• SOURCE DOCUMENT:
※

COVID-19 began in Wuhan, China, with little worldwide attention. Initially viewed in America as a distant, small problem, it was quickly evident that the novel coronavirus was more than the common flu.
Months later and the world is still fighting the ravaging toll this virus takes on society. Many are in lockdown. The term “quarantine” has become part of regular vernacular. And the fight isn’t close to being over.
Within Judaism, we have the concept of pikuach nefesh – to save a life. There are only three mitzvot that take a greater stance (idolatry, murder, and forbidden relationships). Every other commandment is superseded by saving a life. We must break Shabbat to save a life. We must break kashrus to save a life. The details of how that works are beyond the ability of this article to address and should be fielded by a local Orthodox Rabbi. The point, however, is clear: life is sacred.
Torah teaches the world that life is sacred.
The facts on COVID-19 are easily accessible – one just needs to look to a peer-reviewed authentic scholarly and scientific resource, such as the CDC.
If we treat life as sacred, and use only trustworthy sources for our information, we can weather this storm. We can hunker down, stay home, stay safe, and protect the lives of others. This is our obligation.
Unfortunately, how humans behave is often different than how they should behave.
There are some that have decided to take a very anti-Torah approach to deal with this virus. There are reports of people being accused of being plagued by G-d and given COVID-19 as a punishment because they are not devout enough. Others have said it’s fake news and is a “plandemic.” Even more have challenged lockdowns and objected to it impacting their religious freedom.

※

• Segmentation mask data:
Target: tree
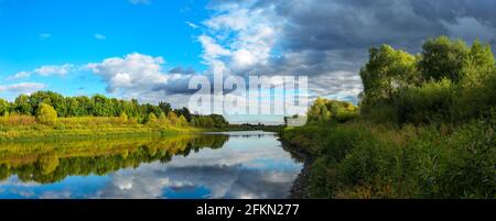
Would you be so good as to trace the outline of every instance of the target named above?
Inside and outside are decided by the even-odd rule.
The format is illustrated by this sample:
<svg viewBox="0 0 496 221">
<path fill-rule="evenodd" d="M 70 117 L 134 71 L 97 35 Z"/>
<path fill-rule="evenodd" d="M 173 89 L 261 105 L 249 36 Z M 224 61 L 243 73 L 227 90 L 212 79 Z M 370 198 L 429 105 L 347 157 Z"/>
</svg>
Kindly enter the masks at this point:
<svg viewBox="0 0 496 221">
<path fill-rule="evenodd" d="M 187 126 L 187 120 L 186 120 L 186 118 L 184 118 L 184 115 L 179 117 L 177 125 L 179 126 Z"/>
<path fill-rule="evenodd" d="M 160 101 L 160 102 L 159 102 L 159 108 L 160 108 L 165 114 L 168 114 L 169 112 L 172 111 L 171 103 L 168 103 L 168 102 Z"/>
<path fill-rule="evenodd" d="M 367 99 L 390 99 L 397 88 L 414 85 L 419 74 L 417 58 L 389 45 L 369 51 L 369 60 L 360 69 L 364 92 Z"/>
<path fill-rule="evenodd" d="M 171 122 L 172 125 L 174 125 L 174 126 L 177 125 L 177 120 L 179 119 L 177 119 L 177 115 L 173 111 L 168 113 L 168 119 L 169 119 L 169 122 Z"/>
<path fill-rule="evenodd" d="M 9 114 L 10 104 L 7 100 L 0 99 L 0 115 Z"/>
<path fill-rule="evenodd" d="M 147 119 L 145 119 L 147 123 L 157 123 L 157 115 L 154 113 L 149 113 Z"/>
<path fill-rule="evenodd" d="M 470 57 L 465 42 L 440 36 L 428 40 L 422 49 L 419 68 L 424 81 L 443 78 L 459 81 L 462 78 L 463 68 Z"/>
<path fill-rule="evenodd" d="M 15 98 L 15 101 L 13 103 L 14 111 L 24 114 L 24 115 L 32 115 L 32 107 L 30 104 L 30 97 L 26 95 L 20 95 Z"/>
<path fill-rule="evenodd" d="M 42 102 L 36 110 L 36 119 L 40 123 L 54 124 L 57 121 L 57 112 L 52 106 Z"/>
<path fill-rule="evenodd" d="M 128 122 L 128 114 L 126 114 L 126 112 L 122 111 L 122 113 L 120 113 L 119 120 L 122 123 Z"/>
</svg>

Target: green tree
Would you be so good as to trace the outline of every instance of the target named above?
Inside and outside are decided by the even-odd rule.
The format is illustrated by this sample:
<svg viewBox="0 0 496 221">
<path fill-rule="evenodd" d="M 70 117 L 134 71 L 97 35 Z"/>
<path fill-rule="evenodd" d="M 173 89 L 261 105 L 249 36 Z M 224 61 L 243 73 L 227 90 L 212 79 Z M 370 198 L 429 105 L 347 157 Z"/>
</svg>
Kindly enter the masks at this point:
<svg viewBox="0 0 496 221">
<path fill-rule="evenodd" d="M 173 111 L 171 111 L 168 113 L 168 119 L 172 125 L 177 126 L 177 120 L 179 120 L 177 114 L 175 114 Z"/>
<path fill-rule="evenodd" d="M 440 36 L 428 40 L 422 46 L 419 68 L 425 81 L 448 78 L 459 81 L 463 76 L 463 68 L 470 58 L 470 48 L 461 40 Z"/>
<path fill-rule="evenodd" d="M 7 100 L 0 98 L 0 115 L 6 115 L 9 113 L 10 104 Z"/>
<path fill-rule="evenodd" d="M 187 120 L 186 120 L 186 118 L 184 118 L 184 115 L 179 117 L 177 125 L 179 126 L 187 126 Z"/>
<path fill-rule="evenodd" d="M 52 106 L 40 103 L 36 110 L 36 119 L 40 123 L 54 124 L 57 121 L 57 112 Z"/>
<path fill-rule="evenodd" d="M 149 113 L 145 122 L 147 123 L 157 123 L 157 115 L 154 113 Z"/>
<path fill-rule="evenodd" d="M 369 60 L 360 69 L 367 99 L 390 99 L 399 87 L 414 85 L 419 74 L 417 58 L 389 45 L 369 51 Z"/>
<path fill-rule="evenodd" d="M 32 115 L 33 108 L 30 104 L 30 97 L 26 95 L 20 95 L 15 98 L 13 103 L 14 111 L 24 114 Z"/>
<path fill-rule="evenodd" d="M 128 114 L 126 114 L 126 112 L 122 111 L 122 113 L 120 113 L 119 120 L 122 123 L 128 122 Z"/>
</svg>

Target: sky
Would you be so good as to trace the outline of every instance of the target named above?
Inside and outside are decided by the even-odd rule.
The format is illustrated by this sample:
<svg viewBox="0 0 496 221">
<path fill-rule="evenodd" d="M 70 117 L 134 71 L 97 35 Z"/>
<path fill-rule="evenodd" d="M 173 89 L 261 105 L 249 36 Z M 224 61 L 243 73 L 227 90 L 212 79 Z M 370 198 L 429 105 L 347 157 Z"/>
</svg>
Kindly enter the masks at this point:
<svg viewBox="0 0 496 221">
<path fill-rule="evenodd" d="M 380 44 L 449 35 L 496 46 L 492 0 L 0 0 L 0 97 L 53 90 L 186 106 L 194 75 L 308 76 L 357 100 Z M 228 117 L 274 122 L 276 115 Z"/>
</svg>

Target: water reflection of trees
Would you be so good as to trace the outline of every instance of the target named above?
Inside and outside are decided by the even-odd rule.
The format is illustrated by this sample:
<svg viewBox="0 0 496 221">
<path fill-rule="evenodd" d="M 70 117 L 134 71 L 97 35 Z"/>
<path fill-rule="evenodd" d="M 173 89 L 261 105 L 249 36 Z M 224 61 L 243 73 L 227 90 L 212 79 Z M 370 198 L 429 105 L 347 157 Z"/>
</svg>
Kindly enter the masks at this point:
<svg viewBox="0 0 496 221">
<path fill-rule="evenodd" d="M 105 141 L 0 143 L 0 180 L 55 183 L 67 176 L 106 175 L 142 163 L 168 163 L 201 148 L 220 148 L 227 135 L 123 137 Z"/>
</svg>

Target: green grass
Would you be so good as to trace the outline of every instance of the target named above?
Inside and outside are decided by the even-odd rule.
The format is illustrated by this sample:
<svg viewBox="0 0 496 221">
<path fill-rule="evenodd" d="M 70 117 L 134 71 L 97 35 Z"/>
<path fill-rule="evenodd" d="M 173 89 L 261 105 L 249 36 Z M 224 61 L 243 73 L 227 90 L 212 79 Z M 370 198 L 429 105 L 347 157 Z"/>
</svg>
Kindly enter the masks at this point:
<svg viewBox="0 0 496 221">
<path fill-rule="evenodd" d="M 496 123 L 377 124 L 355 120 L 281 132 L 309 152 L 312 198 L 496 198 Z"/>
<path fill-rule="evenodd" d="M 36 122 L 34 117 L 0 117 L 0 141 L 56 140 L 69 137 L 120 136 L 140 134 L 175 134 L 203 131 L 192 126 L 173 126 L 160 122 L 141 124 L 120 118 L 60 118 L 53 125 Z"/>
</svg>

※

• WHAT YOU HAVE TO DO: Carry on the article about COVID-19 and pikuach nefesh, beginning right after its last sentence.

• TASK RESPONSE:
Let’s not give any validity to these arguments. They are not science-based, not intelligence-based, and not Torah-based. We need to trust the facts, trust logic, and trust HaShem.
We may not know why COVID-19 is here. In fact, nobody knows for certain. The world has been designed in such a way as to allow suffering, and that’s part of our lot in life.
COVID-19 is a pandemic for our age. We have the obligation to take it seriously and do what we can to protect everyone, not just ourselves. We need to take this pandemic as the opportunity to recognize and appreciate what we have been given: more time with family, more time to learn, and more time to appreciate the beauty of the natural world around us.
Count your blessings, not your sufferings, and take that gratitude to bless others in return. That is how we will survive – not as monsters demanding our entitlements, but as caretakers and stewards of the weak, the elderly, and those among us that need help. In short, be a mensch.